** Begin AVAILABLE RECORDS **
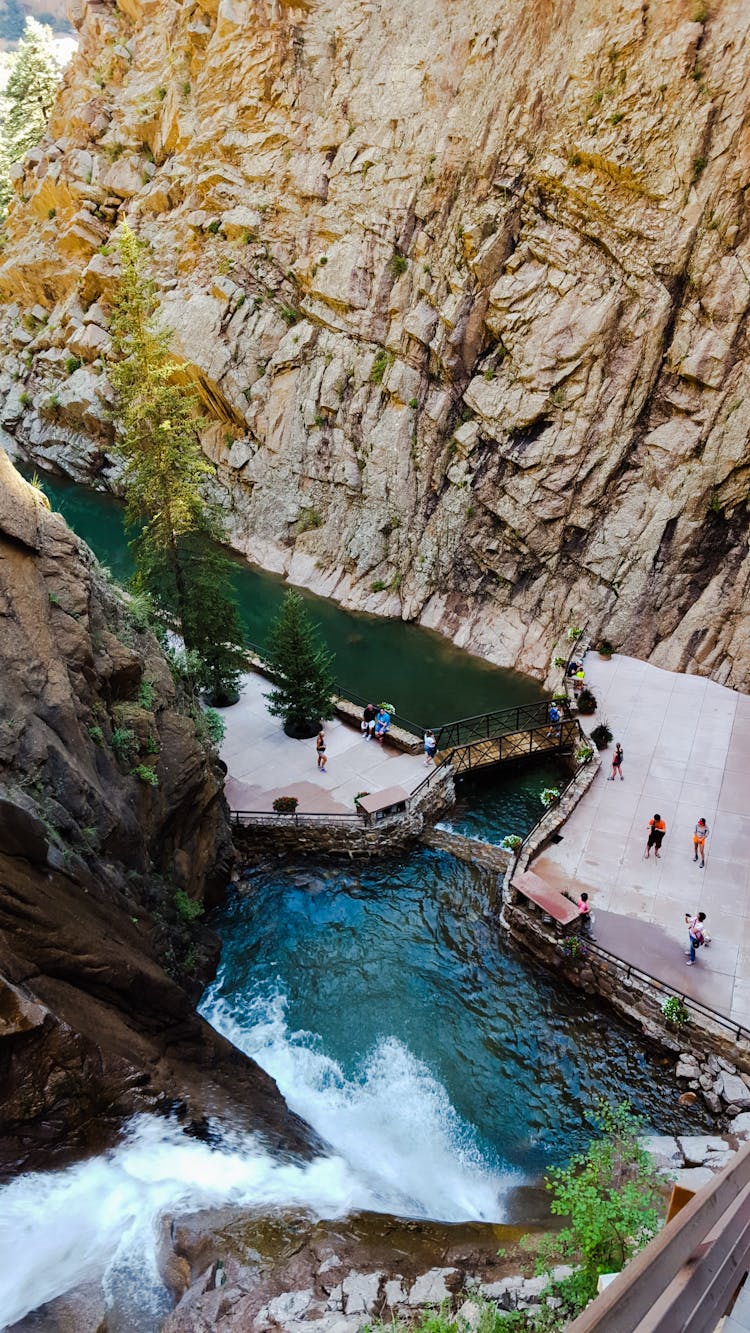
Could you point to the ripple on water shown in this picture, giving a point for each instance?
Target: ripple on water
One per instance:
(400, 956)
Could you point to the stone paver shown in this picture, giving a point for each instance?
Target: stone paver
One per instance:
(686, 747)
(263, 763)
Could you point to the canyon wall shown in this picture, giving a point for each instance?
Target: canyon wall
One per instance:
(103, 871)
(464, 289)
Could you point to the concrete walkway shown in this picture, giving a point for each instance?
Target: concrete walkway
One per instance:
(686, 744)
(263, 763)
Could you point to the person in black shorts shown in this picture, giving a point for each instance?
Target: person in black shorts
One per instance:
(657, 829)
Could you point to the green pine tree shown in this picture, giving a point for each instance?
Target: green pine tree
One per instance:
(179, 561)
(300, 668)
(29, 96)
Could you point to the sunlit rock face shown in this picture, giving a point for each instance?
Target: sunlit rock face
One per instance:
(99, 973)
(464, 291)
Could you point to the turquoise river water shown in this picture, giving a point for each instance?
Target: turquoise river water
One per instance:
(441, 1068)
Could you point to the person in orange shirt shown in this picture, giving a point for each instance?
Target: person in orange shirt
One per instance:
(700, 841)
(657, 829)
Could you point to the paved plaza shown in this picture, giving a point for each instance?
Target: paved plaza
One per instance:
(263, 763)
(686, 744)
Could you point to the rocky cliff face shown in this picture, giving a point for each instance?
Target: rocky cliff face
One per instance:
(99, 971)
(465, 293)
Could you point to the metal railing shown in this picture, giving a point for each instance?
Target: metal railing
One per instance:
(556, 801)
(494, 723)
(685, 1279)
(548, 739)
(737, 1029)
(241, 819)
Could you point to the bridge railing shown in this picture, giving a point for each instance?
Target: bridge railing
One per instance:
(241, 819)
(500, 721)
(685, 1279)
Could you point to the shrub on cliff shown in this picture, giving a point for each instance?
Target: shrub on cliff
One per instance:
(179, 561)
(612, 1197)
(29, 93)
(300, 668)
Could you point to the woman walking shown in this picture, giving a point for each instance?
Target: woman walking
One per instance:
** End AVAILABLE RECORDS **
** Begin AVAILABLE RECORDS **
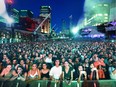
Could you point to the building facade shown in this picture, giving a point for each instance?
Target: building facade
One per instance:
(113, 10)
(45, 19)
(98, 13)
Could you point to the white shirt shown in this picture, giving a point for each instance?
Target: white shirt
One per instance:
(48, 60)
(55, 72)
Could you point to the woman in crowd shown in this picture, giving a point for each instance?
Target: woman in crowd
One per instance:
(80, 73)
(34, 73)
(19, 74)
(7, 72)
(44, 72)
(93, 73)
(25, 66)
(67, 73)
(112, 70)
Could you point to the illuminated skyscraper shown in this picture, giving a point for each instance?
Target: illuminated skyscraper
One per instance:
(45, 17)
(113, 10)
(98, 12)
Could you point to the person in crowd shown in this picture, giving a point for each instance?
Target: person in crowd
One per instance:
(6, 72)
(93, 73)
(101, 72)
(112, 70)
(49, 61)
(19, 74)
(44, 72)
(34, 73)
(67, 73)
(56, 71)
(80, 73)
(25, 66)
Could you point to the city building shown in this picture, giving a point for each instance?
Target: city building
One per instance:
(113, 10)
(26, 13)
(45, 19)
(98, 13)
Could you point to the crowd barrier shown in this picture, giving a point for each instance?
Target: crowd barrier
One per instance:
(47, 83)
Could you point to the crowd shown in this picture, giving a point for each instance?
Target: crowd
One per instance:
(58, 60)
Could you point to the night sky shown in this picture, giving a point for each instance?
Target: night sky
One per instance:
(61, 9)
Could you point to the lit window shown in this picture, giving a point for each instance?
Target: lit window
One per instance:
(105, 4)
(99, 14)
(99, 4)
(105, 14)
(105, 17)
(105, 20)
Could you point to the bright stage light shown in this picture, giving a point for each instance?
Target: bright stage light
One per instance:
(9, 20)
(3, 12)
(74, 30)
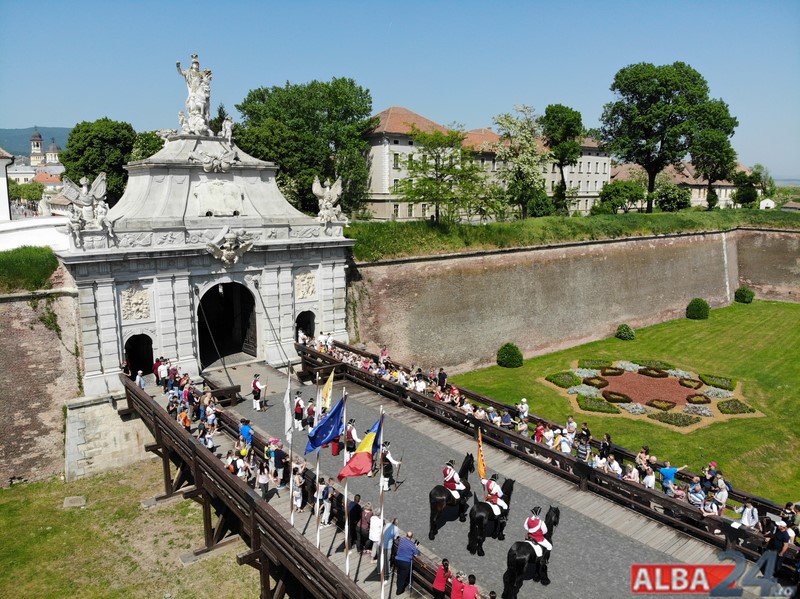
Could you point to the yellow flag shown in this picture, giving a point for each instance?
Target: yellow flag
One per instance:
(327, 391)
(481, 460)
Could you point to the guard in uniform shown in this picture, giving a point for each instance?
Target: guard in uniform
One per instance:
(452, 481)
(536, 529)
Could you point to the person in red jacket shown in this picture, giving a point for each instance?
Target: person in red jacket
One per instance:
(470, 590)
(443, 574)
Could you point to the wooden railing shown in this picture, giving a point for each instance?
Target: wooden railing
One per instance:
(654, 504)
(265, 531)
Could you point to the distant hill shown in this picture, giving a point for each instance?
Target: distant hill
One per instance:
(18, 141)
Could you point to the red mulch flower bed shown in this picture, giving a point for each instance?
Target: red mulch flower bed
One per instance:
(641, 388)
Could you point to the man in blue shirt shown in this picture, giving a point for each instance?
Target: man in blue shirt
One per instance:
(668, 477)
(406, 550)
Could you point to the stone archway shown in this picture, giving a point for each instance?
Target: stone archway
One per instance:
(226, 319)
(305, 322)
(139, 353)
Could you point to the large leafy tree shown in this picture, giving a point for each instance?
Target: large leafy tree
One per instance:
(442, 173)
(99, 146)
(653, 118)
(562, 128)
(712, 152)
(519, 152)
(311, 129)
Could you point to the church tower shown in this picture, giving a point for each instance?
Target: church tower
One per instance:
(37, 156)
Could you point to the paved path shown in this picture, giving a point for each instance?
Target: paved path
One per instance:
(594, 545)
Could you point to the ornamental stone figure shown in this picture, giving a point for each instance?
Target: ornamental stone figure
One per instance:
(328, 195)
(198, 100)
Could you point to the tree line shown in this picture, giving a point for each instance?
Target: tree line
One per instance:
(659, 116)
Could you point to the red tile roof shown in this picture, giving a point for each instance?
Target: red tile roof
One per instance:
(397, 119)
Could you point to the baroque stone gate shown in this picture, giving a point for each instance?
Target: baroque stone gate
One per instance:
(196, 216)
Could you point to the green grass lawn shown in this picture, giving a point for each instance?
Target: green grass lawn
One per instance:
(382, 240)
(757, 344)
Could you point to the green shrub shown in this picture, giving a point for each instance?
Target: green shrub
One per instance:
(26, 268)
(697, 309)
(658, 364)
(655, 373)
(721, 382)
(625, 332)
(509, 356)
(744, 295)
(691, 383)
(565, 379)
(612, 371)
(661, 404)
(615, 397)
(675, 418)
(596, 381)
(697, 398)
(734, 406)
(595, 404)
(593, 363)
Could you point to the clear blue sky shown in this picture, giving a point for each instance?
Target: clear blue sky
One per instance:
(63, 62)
** End AVAILABLE RECORDS **
** Begin AVAILABLE RECORDS **
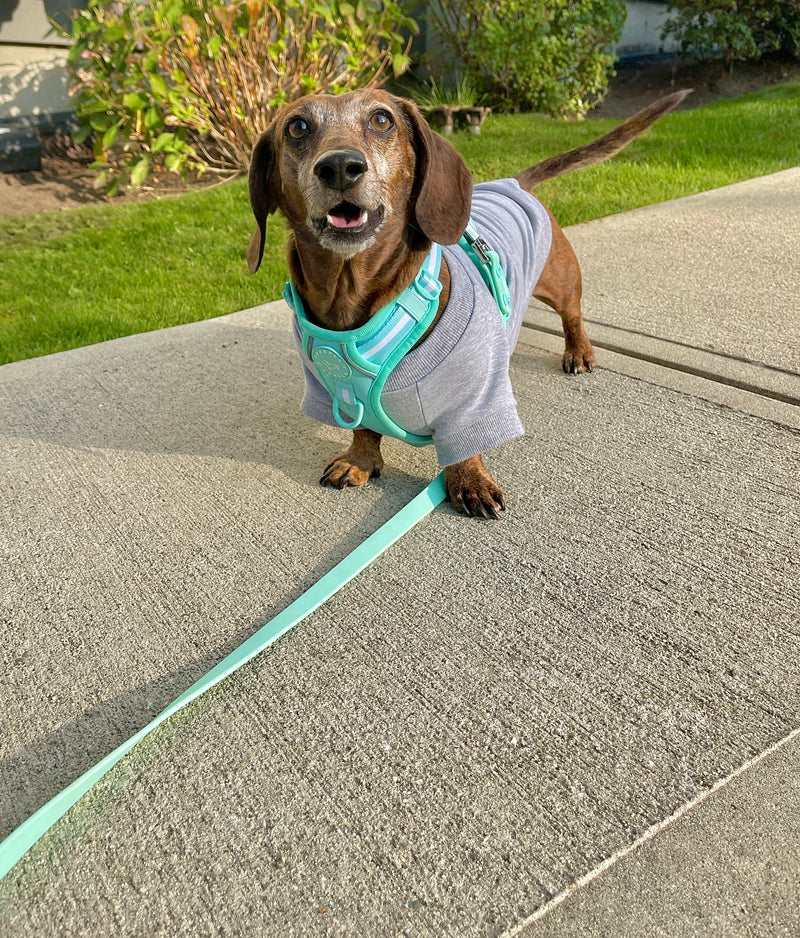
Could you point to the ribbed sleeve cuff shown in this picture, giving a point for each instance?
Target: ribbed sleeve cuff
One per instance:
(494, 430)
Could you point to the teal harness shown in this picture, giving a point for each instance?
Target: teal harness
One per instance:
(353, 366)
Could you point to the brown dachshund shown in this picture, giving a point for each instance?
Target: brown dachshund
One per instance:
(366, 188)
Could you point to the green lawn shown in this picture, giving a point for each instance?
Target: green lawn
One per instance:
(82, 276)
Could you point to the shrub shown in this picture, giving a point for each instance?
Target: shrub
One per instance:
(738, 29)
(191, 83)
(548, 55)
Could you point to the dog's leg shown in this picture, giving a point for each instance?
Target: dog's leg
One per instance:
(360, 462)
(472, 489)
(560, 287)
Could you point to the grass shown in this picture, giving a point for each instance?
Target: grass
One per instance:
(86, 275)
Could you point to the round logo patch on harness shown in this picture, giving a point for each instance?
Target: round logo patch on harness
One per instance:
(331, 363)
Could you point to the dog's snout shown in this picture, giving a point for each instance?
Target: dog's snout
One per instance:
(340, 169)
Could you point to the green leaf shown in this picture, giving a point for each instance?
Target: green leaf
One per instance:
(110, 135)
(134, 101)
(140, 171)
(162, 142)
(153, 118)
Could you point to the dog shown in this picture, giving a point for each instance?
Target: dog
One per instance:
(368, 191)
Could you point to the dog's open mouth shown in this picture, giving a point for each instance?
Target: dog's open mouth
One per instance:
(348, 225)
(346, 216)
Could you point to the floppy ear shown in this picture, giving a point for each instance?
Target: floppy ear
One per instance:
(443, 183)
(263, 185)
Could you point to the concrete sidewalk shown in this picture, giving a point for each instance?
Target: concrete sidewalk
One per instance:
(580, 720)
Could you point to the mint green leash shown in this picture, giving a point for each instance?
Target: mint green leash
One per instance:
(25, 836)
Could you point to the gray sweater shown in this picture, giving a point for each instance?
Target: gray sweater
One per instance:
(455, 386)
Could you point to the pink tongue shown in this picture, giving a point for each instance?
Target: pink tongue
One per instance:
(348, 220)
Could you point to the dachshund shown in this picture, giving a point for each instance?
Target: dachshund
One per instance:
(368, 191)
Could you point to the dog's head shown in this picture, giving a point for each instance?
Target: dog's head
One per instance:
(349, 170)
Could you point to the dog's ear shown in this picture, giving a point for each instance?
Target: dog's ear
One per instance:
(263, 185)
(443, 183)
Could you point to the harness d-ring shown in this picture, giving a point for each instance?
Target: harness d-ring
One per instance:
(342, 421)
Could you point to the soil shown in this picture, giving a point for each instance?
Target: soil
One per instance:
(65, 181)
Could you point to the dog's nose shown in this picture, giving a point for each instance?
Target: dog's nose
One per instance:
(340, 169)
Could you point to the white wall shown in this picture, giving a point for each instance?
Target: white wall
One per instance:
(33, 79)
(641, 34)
** End AVAILABLE RECORDS **
AIM OF THE EXERCISE »
Locate each line in the records that contains the word "green", and copy those lines.

ANSWER TO THE TASK »
Could you point to the green pine tree shown in this picture, giving a point for each instance?
Target: green pine tree
Could you point to the green grass lawn shown in this picture, giving a point for each instance?
Target: green grass lawn
Could you point to the green shrub shown in this picture, giving a point for each instance?
Target: green shrub
Could you point to the green lawn shown in this picture, giving a point for each instance?
Target: green lawn
Could you point to the green leaf shown in this picture, giving a point for each instance?
Target: green leaf
Could you point to the mint green leash shown in this picture, giving a point for each instance?
Target: mint green leash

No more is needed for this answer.